### TEXTAUSZUG ###

Es ist ein erstaunlich zählebiges Gerücht, dass der Anlauf beim Strafstoss in einem Zug ausgeführt werden muss. Der Schütze darf während des Anlaufs verzögern, unterbrechen, sogar abstoppen – all das sind Finten, die das Regelwerk erlaubt.

Nicht gestattet ist es dagegen, nach vollendetem Anlauf – das heisst, wenn der Schütze einen Fuss neben den Ball gestellt hat und mit dem anderen Bein ausholt – die Schussbewegung nur vorzutäuschen oder abzubrechen, um erneut auszuholen. Hier haben die Regelhüter die Grenze zwischen zulässigem Trick und unsportlicher Täuschung gezogen. Gegen Kramarićs Elfmeterausführung gab es somit nichts einzuwenden.

Manche mögen es kritisch sehen, dass das Regelwerk dem Schützen beim Strafstoss erheblich mehr Freiheiten genehmigt als dem Torhüter, der mit einem Fuss auf oder hinter der Torlinie bleiben muss, bis der Schütze den Ball getreten hat. Doch dieses Ungleichgewicht ist von den Regelhütern gewollt.

Denn der Strafstoss ist eine Kompensation für eine Regelübertretung des verteidigenden Teams in der torgefährlichsten Zone des Spielfeldes. Deshalb sollen die Erfolgsaussichten beim Elfmeter für das ausführende Team grösser sein als für die Mannschaft, die das Vergehen im Strafraum begangen hat.

###

AUFGABEN
1. Stimmen die folgenden Aussagen mit dem Text zum Elfmeter überein? Antworte jeweils mit Ja oder Nein und zitiere die entscheidenden Worte wörtlich. (a) Der Schütze darf seinen Anlauf unterbrechen. (b) Der Torhüter darf sich vor dem Schuss frei nach vorn bewegen. (c) Das Ungleichgewicht zwischen Schütze und Torhüter ist von den Regelhütern nicht beabsichtigt.
2. Schreibe den Abschnitt aus dem Text zum Elfmeter neu, der mit "Denn der Strafstoss" beginnt und mit "Strafraum begangen hat." endet, und ersetze darin "Strafstoss" durch "Penalty".
3. Führe den Text zum Elfmeter im Anschluss an seinen letzten Satz weiter.

### VORLIEGENDE DATENSÄTZE ###

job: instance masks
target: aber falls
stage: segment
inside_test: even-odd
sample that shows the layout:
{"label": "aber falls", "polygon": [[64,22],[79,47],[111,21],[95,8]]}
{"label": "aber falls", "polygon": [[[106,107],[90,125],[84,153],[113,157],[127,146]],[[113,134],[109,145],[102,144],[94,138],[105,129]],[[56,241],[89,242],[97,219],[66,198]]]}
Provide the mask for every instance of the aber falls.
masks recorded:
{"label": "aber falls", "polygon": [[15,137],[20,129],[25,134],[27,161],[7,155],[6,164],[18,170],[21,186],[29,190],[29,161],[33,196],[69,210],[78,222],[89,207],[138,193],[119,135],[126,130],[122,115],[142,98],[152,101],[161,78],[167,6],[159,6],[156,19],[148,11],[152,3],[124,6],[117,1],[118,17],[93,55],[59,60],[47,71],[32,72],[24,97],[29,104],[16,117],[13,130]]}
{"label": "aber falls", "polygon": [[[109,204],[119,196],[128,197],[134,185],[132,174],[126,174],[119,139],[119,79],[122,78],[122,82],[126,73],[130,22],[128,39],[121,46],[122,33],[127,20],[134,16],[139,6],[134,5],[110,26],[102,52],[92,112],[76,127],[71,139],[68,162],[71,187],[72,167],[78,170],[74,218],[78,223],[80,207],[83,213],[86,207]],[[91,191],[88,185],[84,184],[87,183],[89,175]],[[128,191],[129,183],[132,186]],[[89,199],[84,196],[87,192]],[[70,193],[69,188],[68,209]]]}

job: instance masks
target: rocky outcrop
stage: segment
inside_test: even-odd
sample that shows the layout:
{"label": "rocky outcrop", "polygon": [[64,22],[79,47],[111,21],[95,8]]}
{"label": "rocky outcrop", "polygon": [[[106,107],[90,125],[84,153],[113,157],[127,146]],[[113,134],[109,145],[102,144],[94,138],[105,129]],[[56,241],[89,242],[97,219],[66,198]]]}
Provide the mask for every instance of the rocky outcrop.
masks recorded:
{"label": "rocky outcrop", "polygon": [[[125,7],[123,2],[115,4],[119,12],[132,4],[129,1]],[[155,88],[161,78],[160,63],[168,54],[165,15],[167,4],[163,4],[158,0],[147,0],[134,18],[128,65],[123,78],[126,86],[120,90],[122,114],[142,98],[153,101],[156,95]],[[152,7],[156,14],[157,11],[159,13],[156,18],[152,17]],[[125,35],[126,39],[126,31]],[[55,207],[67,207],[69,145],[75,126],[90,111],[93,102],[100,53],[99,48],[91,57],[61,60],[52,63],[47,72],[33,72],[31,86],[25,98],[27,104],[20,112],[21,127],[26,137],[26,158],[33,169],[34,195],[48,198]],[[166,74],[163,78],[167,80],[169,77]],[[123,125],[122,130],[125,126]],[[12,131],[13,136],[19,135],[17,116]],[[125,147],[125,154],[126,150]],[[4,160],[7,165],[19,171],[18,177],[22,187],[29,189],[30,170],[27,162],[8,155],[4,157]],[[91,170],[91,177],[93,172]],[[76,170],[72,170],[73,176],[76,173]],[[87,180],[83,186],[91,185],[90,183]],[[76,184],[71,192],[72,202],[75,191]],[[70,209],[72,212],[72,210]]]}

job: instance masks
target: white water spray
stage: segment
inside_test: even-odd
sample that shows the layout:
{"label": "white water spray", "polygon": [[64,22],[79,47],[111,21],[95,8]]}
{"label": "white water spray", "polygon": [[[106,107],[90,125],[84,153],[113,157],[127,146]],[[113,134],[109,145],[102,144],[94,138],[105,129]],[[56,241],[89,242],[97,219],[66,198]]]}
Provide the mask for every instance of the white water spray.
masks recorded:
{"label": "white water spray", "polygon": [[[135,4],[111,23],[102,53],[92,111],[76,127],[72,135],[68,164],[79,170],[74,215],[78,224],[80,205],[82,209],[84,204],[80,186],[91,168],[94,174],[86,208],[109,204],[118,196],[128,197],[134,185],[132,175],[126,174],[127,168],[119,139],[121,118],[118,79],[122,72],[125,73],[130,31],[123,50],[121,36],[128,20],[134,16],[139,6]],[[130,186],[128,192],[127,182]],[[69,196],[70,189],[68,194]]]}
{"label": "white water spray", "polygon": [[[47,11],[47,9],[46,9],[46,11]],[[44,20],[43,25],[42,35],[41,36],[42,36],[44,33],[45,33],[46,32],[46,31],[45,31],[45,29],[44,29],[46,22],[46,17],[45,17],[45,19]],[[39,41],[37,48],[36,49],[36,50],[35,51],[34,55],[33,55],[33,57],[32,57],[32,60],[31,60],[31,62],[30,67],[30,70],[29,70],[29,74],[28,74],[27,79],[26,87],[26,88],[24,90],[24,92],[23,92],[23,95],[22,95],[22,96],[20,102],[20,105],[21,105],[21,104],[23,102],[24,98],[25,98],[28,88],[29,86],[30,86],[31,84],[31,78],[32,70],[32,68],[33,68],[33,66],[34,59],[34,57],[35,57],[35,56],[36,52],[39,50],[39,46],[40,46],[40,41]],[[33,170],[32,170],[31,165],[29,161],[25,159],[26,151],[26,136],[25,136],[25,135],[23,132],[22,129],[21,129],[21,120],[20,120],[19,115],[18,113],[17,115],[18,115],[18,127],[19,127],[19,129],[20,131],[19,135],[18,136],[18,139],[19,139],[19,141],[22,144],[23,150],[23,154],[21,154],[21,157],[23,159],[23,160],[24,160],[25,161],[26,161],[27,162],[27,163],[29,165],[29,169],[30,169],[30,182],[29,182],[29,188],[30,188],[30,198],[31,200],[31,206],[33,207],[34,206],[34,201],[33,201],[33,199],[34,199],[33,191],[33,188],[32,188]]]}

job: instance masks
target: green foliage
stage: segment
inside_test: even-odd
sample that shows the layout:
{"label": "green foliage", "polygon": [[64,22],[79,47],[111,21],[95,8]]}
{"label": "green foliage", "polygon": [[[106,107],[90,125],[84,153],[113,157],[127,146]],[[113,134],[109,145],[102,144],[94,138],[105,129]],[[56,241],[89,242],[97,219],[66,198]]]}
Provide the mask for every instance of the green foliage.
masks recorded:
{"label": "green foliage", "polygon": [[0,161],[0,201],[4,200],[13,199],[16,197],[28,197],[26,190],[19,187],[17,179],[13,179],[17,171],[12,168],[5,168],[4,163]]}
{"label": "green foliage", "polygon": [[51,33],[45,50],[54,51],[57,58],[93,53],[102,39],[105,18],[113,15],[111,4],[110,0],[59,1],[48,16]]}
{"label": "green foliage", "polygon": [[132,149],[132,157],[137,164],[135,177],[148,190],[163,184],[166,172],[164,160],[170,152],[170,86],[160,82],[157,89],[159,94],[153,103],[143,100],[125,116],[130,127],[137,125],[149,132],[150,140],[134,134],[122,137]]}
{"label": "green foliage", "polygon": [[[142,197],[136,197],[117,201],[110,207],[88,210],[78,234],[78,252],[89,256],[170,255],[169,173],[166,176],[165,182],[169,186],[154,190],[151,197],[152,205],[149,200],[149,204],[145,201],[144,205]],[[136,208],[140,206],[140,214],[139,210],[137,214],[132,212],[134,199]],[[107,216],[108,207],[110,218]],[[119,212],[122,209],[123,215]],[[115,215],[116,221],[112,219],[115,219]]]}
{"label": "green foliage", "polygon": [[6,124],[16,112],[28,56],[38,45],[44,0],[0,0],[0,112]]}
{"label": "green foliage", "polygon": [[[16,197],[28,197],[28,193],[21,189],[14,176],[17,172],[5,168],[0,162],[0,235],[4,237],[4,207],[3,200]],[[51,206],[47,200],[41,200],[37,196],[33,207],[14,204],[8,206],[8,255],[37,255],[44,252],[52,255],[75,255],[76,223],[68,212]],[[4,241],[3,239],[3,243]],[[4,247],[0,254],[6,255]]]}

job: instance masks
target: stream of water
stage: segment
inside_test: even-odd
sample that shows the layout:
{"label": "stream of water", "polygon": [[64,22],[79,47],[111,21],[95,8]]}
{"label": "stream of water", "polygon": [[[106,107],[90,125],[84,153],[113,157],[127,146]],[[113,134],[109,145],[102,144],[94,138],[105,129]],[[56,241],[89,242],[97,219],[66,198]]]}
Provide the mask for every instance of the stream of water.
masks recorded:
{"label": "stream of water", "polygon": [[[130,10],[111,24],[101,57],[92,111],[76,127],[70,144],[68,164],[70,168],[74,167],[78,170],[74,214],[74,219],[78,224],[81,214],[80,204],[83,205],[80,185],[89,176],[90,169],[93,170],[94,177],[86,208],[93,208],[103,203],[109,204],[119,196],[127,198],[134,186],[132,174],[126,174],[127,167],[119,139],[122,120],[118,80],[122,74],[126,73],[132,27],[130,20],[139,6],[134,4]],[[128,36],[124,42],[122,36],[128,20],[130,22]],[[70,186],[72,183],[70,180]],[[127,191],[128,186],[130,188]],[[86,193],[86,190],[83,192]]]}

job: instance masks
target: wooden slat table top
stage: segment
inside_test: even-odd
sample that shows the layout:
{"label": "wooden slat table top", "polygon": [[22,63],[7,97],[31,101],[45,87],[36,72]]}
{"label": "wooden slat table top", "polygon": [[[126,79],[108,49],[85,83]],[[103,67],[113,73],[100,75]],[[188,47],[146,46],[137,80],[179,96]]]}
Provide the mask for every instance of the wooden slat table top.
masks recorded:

###
### VORLIEGENDE DATENSÄTZE ###

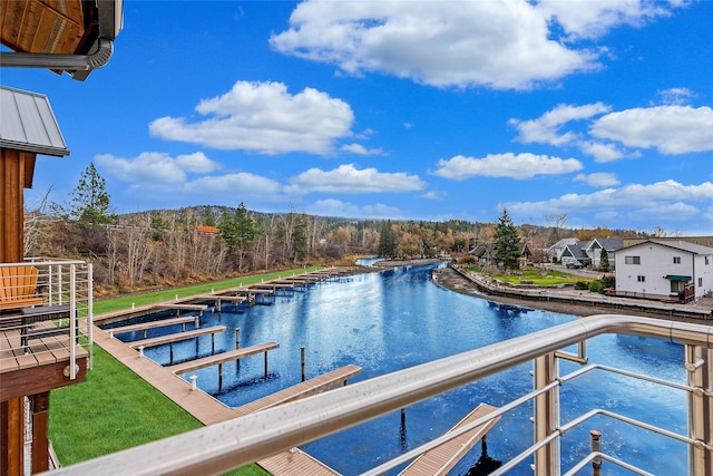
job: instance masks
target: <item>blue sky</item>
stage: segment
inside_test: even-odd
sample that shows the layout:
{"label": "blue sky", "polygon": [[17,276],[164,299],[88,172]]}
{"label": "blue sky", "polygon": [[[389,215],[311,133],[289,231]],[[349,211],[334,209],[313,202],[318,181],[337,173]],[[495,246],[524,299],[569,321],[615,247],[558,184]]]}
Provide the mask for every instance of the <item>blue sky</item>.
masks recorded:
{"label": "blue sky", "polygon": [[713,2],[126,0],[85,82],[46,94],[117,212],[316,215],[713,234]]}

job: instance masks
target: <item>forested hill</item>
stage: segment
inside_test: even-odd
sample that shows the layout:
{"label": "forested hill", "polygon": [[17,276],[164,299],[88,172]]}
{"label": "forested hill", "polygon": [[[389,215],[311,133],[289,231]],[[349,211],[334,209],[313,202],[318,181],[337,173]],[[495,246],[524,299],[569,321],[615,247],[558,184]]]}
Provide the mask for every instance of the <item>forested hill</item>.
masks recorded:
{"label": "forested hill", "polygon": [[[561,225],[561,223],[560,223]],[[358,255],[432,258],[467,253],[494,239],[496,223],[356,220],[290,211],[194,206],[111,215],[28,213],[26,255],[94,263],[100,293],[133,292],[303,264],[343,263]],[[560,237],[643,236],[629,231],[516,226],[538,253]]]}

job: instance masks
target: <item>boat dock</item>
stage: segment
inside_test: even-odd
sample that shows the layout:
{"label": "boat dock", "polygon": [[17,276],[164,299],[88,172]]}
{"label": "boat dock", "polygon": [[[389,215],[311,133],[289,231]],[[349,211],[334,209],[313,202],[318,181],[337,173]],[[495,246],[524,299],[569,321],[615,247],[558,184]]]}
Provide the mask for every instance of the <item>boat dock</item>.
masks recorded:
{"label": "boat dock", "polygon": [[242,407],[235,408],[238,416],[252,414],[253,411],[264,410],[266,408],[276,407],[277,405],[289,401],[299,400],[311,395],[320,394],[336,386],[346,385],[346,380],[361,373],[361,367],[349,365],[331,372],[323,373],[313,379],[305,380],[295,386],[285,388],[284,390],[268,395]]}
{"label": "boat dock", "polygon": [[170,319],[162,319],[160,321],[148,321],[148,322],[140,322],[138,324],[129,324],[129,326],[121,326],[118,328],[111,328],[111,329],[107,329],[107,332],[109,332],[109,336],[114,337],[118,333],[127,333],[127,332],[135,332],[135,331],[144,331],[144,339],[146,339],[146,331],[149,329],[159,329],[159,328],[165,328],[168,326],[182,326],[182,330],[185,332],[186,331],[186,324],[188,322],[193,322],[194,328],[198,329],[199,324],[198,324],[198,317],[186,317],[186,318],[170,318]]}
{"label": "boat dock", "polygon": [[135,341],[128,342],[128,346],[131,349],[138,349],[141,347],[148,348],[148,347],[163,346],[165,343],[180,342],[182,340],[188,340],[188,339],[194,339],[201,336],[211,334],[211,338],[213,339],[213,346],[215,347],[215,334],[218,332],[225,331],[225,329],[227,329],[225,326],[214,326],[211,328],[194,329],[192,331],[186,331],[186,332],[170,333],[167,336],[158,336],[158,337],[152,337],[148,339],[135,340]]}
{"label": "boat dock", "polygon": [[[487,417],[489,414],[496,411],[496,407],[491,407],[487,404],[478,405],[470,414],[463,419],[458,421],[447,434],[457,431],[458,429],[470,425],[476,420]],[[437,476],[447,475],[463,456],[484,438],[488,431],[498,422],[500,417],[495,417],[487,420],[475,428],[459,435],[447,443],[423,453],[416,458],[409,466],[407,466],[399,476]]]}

###

LÖSUNGEN
1.
(a) Ja: „Der Schütze darf während des Anlaufs verzögern, unterbrechen, sogar abstoppen“
(b) Nein: „der mit einem Fuss auf oder hinter der Torlinie bleiben muss, bis der Schütze den Ball getreten hat“
(c) Nein: „Doch dieses Ungleichgewicht ist von den Regelhütern gewollt.“

2.
Denn der Penalty ist eine Kompensation für eine Regelübertretung des verteidigenden Teams in der torgefährlichsten Zone des Spielfeldes. Deshalb sollen die Erfolgsaussichten beim Elfmeter für das ausführende Team grösser sein als für die Mannschaft, die das Vergehen im Strafraum begangen hat.

3.
Jöllenbeck macht seinen Elfmeterpfiff transparent

Begonnen hatte der Spieltag am Freitagabend unter anderem mit der spektakulären Partie zwischen dem 1. FSV Mainz 05 und dem FC Schalke 04 (2:3), die mit dem späten Siegtreffer der Gäste durch einen von Marius Bülter verwandelten Foulelfmeter endete.

Noch am Sonntag dauerten die Diskussionen darüber an, ob die Entscheidung von Schiedsrichter Matthias Jöllenbeck, nach dem Zweikampf zwischen Bülter und Anthony Caci im Mainzer Strafraum und dem folgenden, vom VAR empfohlenen On-Field-Review einen Elfmeter für die Schalker zu geben, korrekt war.

Der Referee selbst äusserte sich mehrmals öffentlich dazu: nach dem Spiel in Fernsehinterviews, am Sonntag in der Talksendung "Doppelpass" und auch auf seinem Twitter-Account.

Im Laufe des Zweikampfs hatten beide Spieler ihren Gegner am Trikot gehalten, Caci allerdings als Erster, deutlich länger und am Ende zudem klarer. Bülter hatte so keine Möglichkeit mehr, den Mainzer Keeper Robin Zentner beim Fangen des heranfliegenden Balles herauszufordern.

Der Knackpunkt in der Debatte war, wie man Bülters zwischenzeitlichen Griff an das Jersey von Caci bewerten sollte. Als fussballtypisches "Positionsgerangel" bezeichnete der Unparteiische diesen Einsatz, wie auch den vorherigen von Caci.

Eine nachvollziehbare Entscheidung in einer schwierigen Situation

Als der Mainzer den Versuch des Schalkers, sich Zentner zu nähern, durch ein überdeutliches Festhalten am Trikot unterband, waren für Jöllenbeck dagegen die Grenzen des Zulässigen überschritten. "Es war ein langes, klares Halten", das "den Rahmen gesprengt hat", erklärte er.

Auf dem Feld habe er es gleichwohl nicht wahrgenommen, daher habe ihm VAR Günter Perl ein On-Field-Review empfohlen. Ein weiser Rat, auch angesichts der heftigen Kritik an Schiedsrichter und VAR nach dem Spiel zwischen dem VfL Bochum und Borussia Dortmund eine Woche zuvor – und eingedenk der besonderen Tragweite der Entscheidung.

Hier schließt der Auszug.